» THE PROBLEM: Give the data again exactly, stopping after the "the white house" line.

» DATA EXTRACTS:
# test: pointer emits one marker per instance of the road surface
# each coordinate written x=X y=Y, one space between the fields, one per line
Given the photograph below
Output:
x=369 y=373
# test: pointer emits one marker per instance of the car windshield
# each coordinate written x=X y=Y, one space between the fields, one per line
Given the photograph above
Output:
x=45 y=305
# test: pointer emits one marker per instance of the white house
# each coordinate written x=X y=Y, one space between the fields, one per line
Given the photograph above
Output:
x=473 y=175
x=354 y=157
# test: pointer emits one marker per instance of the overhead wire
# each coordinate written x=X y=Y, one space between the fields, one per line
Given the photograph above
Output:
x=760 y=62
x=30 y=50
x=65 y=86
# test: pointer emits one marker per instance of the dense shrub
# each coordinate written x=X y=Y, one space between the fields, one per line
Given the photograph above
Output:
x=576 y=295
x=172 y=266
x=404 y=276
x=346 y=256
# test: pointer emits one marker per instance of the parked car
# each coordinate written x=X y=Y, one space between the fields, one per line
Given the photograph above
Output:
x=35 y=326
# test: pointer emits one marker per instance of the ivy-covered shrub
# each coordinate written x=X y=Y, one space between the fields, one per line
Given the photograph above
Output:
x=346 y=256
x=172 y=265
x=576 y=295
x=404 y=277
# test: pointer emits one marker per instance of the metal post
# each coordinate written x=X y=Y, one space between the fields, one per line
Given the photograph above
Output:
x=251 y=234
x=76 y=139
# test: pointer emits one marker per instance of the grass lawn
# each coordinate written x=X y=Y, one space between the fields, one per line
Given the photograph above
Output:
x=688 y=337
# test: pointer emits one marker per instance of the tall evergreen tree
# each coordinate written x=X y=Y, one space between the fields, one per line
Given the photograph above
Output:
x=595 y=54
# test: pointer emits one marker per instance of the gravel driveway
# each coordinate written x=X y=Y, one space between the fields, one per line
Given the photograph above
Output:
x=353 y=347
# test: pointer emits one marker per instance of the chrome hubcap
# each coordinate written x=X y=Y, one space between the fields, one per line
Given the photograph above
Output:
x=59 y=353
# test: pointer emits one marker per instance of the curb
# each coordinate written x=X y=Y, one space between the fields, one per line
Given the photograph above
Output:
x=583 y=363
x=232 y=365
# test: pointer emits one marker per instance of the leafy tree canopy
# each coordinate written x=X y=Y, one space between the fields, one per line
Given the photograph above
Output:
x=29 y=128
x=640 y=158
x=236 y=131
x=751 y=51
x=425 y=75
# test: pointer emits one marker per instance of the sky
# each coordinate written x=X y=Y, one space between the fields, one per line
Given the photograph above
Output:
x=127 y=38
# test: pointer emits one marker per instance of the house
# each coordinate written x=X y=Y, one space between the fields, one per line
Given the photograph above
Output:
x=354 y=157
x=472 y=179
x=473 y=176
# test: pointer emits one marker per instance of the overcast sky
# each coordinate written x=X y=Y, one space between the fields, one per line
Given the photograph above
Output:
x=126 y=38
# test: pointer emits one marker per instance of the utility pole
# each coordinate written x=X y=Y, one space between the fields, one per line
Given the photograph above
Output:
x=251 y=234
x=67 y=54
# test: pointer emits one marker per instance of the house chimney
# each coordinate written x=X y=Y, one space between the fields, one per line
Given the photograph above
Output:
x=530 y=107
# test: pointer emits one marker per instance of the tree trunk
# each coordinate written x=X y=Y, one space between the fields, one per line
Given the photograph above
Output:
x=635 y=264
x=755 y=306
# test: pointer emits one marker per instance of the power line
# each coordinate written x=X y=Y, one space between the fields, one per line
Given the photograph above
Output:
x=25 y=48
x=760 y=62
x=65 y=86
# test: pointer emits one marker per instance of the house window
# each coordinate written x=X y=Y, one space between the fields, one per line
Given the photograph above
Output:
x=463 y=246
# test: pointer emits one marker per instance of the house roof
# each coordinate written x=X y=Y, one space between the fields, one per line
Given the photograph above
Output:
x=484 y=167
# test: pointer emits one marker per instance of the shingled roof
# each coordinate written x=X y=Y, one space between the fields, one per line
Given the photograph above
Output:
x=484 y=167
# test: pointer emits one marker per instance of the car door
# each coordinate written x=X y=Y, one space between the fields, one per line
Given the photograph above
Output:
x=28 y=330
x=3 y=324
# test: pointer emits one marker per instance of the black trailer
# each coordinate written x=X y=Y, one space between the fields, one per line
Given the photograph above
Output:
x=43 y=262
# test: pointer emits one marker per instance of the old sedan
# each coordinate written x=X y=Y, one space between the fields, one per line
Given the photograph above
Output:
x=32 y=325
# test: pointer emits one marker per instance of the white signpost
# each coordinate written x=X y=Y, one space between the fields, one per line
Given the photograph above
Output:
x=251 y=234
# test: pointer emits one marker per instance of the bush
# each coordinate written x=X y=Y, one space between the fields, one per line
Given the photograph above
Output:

» TASK ANSWER:
# test: pointer emits one marker per instance of the road surface
# each coordinate written x=X y=Y, one space between the fields, one per line
Given the photograph below
Output:
x=369 y=373
# test: pointer emits one marker per instance of the car windshield
# each coordinate written x=X y=Y, one space between the fields, one per line
Given the photograph above
Output:
x=45 y=305
# test: pointer emits one marker per instance of the white house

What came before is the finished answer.